■ Extracted text

# Pattern of the month



## beaz (Mar 16, 2013)

Many free patterrns here - this particular one is for tennis but check out the recent entries on the right:
http://www.work4idlehands.com/Pattern_of_the_month/index.html


----------



## kponsw (Feb 7, 2013)

Very interesting site. Thanks for posting it.


----------



## Irish knitter (Mar 29, 2011)

I really like that wrap around midi cape as you can make it as long as you want......humm.....looks good! Thank You!


----------



## Glenysm (Jan 22, 2015)

thanks for the link, I also like the cape


----------



## jvallas (Jul 16, 2013)

Don't fail to go down the page a bit for the picture of "a student in tennis whites!" :sm09: :sm09:


----------



## run4fittness (May 22, 2011)

Thank you for the link.


----------



## lil rayma (Mar 29, 2012)

Thank you. Really great site.


----------



## Trekkiebigtime (Oct 13, 2015)

Thanks for the link


----------



## rjazz (Feb 9, 2011)

lots of lovely patterns, thanks


----------



## btibbs70 (Mar 23, 2011)

The "Old Shale Angel" pullover and "Pretty Bolero for Toddler" for a baby are just beautiful. Thanks for posting.


----------



## Nushie01079 (Jan 30, 2011)

Thanks for sharing!


----------



## Roses and cats (Apr 17, 2013)

Thank you for the link.


----------



## pamjlee (Mar 11, 2012)

If you made this about 8 inches longer it would be a nice summer dress!

(Extracted data entries)
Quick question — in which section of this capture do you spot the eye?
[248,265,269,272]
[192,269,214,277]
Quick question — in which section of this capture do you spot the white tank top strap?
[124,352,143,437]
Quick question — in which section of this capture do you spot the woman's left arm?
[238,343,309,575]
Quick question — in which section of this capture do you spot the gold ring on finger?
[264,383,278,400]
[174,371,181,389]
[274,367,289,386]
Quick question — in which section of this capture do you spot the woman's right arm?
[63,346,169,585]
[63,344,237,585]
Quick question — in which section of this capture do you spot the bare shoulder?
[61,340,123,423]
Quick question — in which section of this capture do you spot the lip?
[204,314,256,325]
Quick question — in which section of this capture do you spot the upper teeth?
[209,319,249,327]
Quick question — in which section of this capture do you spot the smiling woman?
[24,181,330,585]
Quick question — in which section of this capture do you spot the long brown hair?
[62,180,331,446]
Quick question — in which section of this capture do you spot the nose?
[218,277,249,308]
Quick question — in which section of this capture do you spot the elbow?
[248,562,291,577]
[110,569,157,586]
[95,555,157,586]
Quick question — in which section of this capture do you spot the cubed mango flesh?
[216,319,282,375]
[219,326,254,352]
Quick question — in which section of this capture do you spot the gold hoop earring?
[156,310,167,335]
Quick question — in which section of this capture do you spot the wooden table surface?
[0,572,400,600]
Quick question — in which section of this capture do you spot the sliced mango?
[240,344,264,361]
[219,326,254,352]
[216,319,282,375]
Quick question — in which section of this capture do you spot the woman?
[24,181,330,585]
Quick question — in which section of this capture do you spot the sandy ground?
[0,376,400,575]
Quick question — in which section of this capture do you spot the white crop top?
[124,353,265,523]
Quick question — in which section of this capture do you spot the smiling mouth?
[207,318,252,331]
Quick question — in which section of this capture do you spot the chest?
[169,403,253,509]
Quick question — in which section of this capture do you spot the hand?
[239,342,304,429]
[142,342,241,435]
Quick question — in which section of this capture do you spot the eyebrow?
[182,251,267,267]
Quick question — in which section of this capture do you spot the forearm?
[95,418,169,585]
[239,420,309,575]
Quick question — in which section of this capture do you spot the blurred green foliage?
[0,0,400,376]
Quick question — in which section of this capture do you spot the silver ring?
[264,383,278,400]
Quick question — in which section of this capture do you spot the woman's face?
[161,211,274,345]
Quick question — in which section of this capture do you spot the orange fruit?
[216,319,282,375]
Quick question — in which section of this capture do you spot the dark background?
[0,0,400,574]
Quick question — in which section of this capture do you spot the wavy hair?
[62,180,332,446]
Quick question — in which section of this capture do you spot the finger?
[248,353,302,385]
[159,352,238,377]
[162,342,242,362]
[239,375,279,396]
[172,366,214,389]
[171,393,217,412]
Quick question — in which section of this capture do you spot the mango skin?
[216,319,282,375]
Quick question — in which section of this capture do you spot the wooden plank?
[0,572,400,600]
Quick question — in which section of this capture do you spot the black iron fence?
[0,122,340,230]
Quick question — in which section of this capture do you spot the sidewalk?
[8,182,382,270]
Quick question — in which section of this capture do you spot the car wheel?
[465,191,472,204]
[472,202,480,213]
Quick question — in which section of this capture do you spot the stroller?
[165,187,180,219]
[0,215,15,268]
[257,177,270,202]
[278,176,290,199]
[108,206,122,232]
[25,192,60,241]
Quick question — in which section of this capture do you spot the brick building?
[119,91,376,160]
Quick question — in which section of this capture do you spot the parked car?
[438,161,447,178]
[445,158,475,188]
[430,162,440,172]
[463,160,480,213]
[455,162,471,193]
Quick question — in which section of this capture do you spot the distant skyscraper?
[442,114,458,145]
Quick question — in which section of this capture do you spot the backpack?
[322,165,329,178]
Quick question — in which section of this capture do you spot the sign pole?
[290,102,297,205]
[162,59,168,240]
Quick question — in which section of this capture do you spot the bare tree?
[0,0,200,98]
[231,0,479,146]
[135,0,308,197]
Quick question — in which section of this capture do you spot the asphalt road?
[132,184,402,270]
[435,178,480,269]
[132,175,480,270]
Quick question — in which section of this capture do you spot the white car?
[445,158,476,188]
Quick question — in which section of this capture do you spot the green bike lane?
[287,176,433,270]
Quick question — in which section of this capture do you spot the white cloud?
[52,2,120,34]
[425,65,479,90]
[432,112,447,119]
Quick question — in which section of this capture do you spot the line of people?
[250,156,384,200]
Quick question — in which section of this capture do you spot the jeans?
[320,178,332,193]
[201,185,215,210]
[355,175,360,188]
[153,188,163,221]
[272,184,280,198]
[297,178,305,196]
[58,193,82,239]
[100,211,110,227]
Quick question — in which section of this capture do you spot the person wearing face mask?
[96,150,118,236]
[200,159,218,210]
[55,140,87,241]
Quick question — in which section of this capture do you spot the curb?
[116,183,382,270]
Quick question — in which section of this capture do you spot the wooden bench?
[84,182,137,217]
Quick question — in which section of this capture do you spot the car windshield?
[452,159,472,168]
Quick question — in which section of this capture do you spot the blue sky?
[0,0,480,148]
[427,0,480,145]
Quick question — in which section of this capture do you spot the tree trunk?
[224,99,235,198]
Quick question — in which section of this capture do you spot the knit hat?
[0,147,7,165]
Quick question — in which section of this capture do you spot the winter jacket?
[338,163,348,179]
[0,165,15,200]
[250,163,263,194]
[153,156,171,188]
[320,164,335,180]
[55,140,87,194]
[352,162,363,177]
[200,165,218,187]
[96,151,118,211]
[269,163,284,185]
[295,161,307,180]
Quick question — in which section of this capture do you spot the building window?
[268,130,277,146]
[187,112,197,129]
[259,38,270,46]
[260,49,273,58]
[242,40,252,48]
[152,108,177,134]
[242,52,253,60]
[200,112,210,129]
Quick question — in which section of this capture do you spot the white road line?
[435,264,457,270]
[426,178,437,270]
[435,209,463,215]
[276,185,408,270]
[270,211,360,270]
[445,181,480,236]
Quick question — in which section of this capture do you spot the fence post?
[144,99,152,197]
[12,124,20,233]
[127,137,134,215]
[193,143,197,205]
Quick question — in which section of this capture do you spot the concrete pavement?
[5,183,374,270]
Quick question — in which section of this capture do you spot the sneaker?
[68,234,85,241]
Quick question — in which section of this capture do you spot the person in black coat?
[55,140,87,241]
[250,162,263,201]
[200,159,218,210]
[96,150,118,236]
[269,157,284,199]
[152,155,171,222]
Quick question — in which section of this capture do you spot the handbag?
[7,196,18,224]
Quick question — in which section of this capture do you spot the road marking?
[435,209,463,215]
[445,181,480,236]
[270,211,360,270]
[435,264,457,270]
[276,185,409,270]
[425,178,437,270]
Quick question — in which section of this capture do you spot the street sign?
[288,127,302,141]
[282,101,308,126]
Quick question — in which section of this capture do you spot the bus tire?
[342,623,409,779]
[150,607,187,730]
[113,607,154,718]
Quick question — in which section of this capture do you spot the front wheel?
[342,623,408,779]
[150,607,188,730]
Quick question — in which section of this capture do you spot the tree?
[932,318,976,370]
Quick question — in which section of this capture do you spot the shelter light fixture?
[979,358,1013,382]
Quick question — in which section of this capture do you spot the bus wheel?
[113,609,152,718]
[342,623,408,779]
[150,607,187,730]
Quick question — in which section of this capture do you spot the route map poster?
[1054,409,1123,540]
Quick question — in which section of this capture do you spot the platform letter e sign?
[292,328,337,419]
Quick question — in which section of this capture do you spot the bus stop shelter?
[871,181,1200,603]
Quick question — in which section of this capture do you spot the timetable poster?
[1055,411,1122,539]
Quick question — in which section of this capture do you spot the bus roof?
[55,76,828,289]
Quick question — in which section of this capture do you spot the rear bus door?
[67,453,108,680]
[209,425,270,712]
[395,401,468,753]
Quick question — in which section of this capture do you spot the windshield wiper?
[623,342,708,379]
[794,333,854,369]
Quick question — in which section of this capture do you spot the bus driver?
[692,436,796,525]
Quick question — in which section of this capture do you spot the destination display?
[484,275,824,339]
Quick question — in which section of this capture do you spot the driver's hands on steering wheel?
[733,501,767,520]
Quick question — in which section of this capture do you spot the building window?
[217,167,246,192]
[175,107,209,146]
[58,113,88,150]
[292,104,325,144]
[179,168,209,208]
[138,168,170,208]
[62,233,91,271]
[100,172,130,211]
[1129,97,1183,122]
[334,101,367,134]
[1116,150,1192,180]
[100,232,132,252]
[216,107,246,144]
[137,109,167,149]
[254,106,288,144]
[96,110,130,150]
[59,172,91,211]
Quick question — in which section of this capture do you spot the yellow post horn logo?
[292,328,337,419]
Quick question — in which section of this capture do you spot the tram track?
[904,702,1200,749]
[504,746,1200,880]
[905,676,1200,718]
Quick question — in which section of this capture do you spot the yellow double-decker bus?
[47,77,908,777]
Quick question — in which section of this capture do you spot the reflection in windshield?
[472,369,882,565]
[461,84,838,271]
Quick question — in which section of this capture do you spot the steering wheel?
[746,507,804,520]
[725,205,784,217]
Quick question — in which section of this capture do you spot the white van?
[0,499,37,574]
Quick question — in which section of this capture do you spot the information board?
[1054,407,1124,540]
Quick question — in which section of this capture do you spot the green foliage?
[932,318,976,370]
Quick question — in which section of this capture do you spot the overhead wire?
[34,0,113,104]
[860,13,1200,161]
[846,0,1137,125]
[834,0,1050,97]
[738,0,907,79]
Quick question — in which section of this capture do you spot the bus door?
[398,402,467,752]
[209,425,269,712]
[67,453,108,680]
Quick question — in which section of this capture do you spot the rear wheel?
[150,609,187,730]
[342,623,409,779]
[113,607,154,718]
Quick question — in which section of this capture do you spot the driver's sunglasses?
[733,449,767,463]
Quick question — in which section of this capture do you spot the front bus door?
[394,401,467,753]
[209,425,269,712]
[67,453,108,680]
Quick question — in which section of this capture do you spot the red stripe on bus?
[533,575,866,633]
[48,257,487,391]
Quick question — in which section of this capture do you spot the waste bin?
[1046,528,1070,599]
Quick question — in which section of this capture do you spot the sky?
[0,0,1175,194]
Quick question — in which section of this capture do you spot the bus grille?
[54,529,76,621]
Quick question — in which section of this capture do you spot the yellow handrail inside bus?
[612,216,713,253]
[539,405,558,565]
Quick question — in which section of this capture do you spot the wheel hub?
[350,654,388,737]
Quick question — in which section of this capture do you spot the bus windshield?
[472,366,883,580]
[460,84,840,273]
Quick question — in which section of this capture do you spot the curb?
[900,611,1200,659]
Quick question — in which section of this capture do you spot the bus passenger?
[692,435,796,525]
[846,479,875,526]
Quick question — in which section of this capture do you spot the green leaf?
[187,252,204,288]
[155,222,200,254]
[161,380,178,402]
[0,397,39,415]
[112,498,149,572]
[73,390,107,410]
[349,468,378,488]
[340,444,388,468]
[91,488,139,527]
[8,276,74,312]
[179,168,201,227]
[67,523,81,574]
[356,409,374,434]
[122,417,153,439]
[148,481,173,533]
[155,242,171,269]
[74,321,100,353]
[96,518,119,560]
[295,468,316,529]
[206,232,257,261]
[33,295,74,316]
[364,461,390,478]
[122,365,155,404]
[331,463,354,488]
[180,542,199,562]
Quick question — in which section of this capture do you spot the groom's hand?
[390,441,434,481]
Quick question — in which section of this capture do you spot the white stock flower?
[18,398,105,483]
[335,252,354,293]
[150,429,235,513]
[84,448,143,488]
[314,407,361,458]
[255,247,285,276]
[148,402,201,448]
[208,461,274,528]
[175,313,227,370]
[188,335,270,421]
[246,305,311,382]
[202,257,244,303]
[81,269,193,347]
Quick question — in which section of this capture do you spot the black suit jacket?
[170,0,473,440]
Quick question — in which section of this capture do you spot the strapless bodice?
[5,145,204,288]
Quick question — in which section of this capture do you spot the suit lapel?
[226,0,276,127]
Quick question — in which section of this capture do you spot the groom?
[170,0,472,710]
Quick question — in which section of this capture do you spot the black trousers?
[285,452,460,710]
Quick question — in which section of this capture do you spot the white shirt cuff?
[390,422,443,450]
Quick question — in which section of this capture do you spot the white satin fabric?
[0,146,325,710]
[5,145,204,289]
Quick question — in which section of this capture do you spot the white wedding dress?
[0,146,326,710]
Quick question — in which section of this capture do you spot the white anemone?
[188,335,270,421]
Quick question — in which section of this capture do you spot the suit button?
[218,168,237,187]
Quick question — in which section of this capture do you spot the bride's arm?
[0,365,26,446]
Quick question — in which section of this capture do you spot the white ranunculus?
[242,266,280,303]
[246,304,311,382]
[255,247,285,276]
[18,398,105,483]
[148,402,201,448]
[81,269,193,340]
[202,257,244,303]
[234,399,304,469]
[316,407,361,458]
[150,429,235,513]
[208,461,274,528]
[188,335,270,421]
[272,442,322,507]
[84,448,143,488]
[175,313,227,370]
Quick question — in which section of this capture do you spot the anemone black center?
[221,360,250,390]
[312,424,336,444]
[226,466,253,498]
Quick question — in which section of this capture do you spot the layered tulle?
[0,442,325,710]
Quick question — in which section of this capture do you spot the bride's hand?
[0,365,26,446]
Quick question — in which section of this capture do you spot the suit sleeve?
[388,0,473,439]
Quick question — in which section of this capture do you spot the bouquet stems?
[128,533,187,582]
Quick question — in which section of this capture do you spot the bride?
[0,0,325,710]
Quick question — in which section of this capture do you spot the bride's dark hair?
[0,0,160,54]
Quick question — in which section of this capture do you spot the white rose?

■ The tasks
(a) In the Pattern of the month thread, retype the stretch from "lots of lovely" through "Thanks for posting." word for word.
(b) Answer these questions about the Pattern of the month thread, one per line:
(i) What sport is the particular pattern in the first post for?
(ii) What garment does Irish knitter say can be made as long as you want?
(iii) Which two patterns does btibbs70 call beautiful?

■ Solved problems
(a)
lots of lovely patterns, thanks


----------



## btibbs70 (Mar 23, 2011)

The "Old Shale Angel" pullover and "Pretty Bolero for Toddler" for a baby are just beautiful. Thanks for posting.

(b)
(i) Tennis.
(ii) The wrap around midi cape.
(iii) The "Old Shale Angel" pullover and the "Pretty Bolero for Toddler."